◆ **Provided text**:
The model's input data includes weather data, evapotranspiration data, daily water consumption data, and historical reservoir data. In this section, we provide a detailed ex-planation of each parameter within each dataset and present comprehensive calculations along with Pearson's correlation values. We chose Pearson’s correlation due to several key advantages. First, it is widely recognized and used across various fields, which enhances the clarity and accessibility of our results. Second, Pearson’s correlation is particularly ef-fective when the normality assumption is met, offering greater efficiency compared to non-parametric methods like Spearman's or Kendall's correlation. Third, it is ideal for continuous interval or ratio data, where the differences between values are meaningful.

 

  1. Table 2 indicates thata there is a perfect correlation between occupancy levels and previous day. If this is correct, there aren`t changes day by day. I suppose that you rounded the value to 1. It’s better to includ more decimals like 0.99999 for these particular values.

 

Table 2 become Table3 in the study.

 

Some correlation values were greater than 0.999 but less than 1. Due to space constraints, these numbers were automatically rounded, resulting in some values appearing as 1 in the table. We have updated these values to 0.999 and increased the number of decimal places to three in Table 2.

 

  1. Tables 1 and 2 show strong correlations and possibly perfect correlations. How do you address multicollinearity?

 

Weather data inherently have high correlations among themselves. For instance, as solar radiation increases, the air temperature rises. Additionally, since all the reservoirs are located in the same geographical region, they share the same climatic conditions. Therefore, the high correlation rates seen in Table 2 reflect the physical relationships between the parameters. For example, the physical relationship between air temperature and solar radiation is not discussed in detail as it is beyond the scope of this paper. In Table 2, we highlighted the weather data that have a meaningful correlation with dam occupancy levels. Also, in our study, it was necessary to examine whether there is autocorrelation in reservoir water levels to make predictions using time series analysis. In Table 3, by examining the correlation of reservoir data with data from one day and one week prior, we demonstrated that there is a strong correlation with past data, thus confirming the presence of autocorrelation.

 

  1. Line 253 In the correlation analysis tables, we abbreviated the following terms: weather data (WD), consumption data (CD), evapotranspiration (??0), and historical reservoir data (HRD). I recommend to group variables presented in tables 1 and 2 in the 4 categorie.

 

We have edited the table according to your recommendations.

 

  1. I recommend to change Table 1 title because is not only weather data (at least evapotranspiration is included)

 

I have updated the title of Table 1.

 

  1. Table 3: Evaluation Process. How is the evaluation process defined? There is train and test subsets?  How are the evaluation metrics calculated? Did you use all data? If so, how do you measure overfitting?

 

We used MSE as the loss function of LSTM to prevent overfitting. We also considered MAPE for all methods.

 

In the manuscript, we explained the train and test data split in line 248 as follows: After constructing the dataset, we allocated 80% for training and 20% for testing during the model development process

 

  1. Line 261 and 251 “The performance of our LSTM network varies between 0.5% and 4%” what metric are you considering when you say “performance”? I recommend specifying this.

◆ **Goal of the exercise**: Extend the reservoir forecasting review beyond its final sentence. The data that follow have no connection to the reservoir forecasting review.

◆ **Dataset entries**:
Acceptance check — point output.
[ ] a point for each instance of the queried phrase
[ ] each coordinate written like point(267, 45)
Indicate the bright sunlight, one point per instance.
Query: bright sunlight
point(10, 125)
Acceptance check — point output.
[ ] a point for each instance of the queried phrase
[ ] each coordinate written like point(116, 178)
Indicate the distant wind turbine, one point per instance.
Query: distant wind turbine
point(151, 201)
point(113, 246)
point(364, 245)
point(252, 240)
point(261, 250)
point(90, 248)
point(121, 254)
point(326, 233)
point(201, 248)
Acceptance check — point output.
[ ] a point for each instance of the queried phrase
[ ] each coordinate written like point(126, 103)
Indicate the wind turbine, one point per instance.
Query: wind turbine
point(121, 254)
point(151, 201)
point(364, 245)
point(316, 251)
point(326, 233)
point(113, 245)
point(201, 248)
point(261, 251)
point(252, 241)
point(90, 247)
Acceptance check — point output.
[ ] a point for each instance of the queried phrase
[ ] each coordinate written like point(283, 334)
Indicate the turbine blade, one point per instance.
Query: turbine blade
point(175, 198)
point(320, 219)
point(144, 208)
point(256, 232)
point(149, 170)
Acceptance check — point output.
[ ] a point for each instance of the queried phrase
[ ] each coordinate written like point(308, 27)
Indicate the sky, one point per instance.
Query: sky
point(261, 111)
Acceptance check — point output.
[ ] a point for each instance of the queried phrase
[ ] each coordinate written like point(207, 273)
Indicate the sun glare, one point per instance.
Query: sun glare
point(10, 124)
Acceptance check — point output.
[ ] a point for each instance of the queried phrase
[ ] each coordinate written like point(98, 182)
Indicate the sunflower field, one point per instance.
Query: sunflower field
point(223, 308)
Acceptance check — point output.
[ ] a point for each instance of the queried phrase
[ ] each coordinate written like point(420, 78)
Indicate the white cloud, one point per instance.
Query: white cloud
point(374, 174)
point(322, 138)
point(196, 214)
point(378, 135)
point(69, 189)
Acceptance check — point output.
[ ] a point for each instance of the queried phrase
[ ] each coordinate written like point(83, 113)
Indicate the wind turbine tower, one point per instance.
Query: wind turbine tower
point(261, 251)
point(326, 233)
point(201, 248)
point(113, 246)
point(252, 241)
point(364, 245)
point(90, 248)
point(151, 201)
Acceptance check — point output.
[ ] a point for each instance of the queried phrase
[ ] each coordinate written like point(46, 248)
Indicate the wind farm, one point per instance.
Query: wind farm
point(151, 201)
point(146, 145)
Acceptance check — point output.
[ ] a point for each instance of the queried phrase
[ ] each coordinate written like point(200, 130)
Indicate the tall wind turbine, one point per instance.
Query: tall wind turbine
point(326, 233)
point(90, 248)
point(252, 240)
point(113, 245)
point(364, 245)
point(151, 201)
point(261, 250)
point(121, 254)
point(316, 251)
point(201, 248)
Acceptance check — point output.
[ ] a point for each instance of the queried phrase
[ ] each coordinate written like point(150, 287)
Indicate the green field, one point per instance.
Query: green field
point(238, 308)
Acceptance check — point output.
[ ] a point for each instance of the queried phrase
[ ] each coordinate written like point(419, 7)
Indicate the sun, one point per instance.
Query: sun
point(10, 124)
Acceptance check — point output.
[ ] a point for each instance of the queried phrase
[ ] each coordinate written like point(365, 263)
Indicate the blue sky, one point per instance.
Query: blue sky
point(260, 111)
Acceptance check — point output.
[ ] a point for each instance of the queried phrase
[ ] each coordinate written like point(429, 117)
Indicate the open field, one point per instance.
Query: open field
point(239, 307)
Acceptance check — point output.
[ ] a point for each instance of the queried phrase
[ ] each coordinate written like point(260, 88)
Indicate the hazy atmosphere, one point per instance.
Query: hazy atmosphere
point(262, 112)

◆ **Output below**:
The sentences have been rearranged as follows and corrected in the manuscript.

 

The average MAPE of LSTM model varies between 0.5% and 3.5% depending on the prediction horizon, typically remaining below 1% for daily predictions.

 

 

  1. Line 262: “Additionally, 262 the positive impact of weather data becomes more evident as the term length increases.” Table 3 compares HRD-based models with ET0+WD+CD+HRD-based models. How can the differences be attributed to WD?

 

We removed this sentence from the LSTM section. It was originally intended for the LLCV section, which we have now updated.

 

  1. Line 276 “their accuracy significantly decreases as the forecast horizon lengthens “.what metric are you considering when you say “accuracy”?

 

Accuracy is calculated as 1 minus the MAPE, which is widely used as a performance metric for AI methods.

 

  1. Line 281 hat does interpretability mean in this context?

 

In this context, "interpretability" refers to the ability to understand and explain the relationship between the input variables (features) and the output variable (prediction) in the model, because of cross-validation.

 

 

  1. Model Selection:are there selected features or importance features ranking?, in particular, are all the features considered in each model?

 

We conducted a correlation study to identify the important features of the model.

 

  1. Line 339. Are you sure that wheater data, wáter consumption data, evapotranspitarion and historcal reservoir data are need it? (Related with previous one Model Selction.)

 

We compared the model performances and demonstrated that the data significantly impacts the optimal model's performance using hypothesis tests, including the Z-Test and Paired T-Test.

 

  1. Line 345: “To understand the impact of weather data, water consumption data, and evapotranspiration on prediction performance, we compared the prediction performance of identical models created with a dataset consisting of weather data and historical reservoir data against models created using only historical reservoir data.” Seems that weather data includes wáter conumption and evapotranspiration. Please detailed this. It’s a bit confusing.

The parameters used as weather data are explained in the last paragraph of the “”

 

 Lastly, based on the correlation values presented in Tables 1 and 2, we generated the dataset by incorporating weather data, consumption data, evapotranspiration, and historical reservoir data. From the weather data, we selected only solar radiation, dew point, daylight duration, and rainfall. Despite rainfall showing a weak correlation with occupancy rates, it significantly enhanced prediction performance. After constructing the dataset, we split it into 80% for training and 20% for testing during the model development process.

 

 

  1. Line 352: “the average MAPE across all models for each dam ranges from 1% to 2%. This accuracy is consistent with levels reported in similar scientific studies.”, so, If there is techniques that have similar accuracy, what is your main contribution?

 

Our initial explanation was unclear and led to misunderstandings. To address this, we have added a detailed explanation to the paragraph to clarify the issue and prevent any confusion.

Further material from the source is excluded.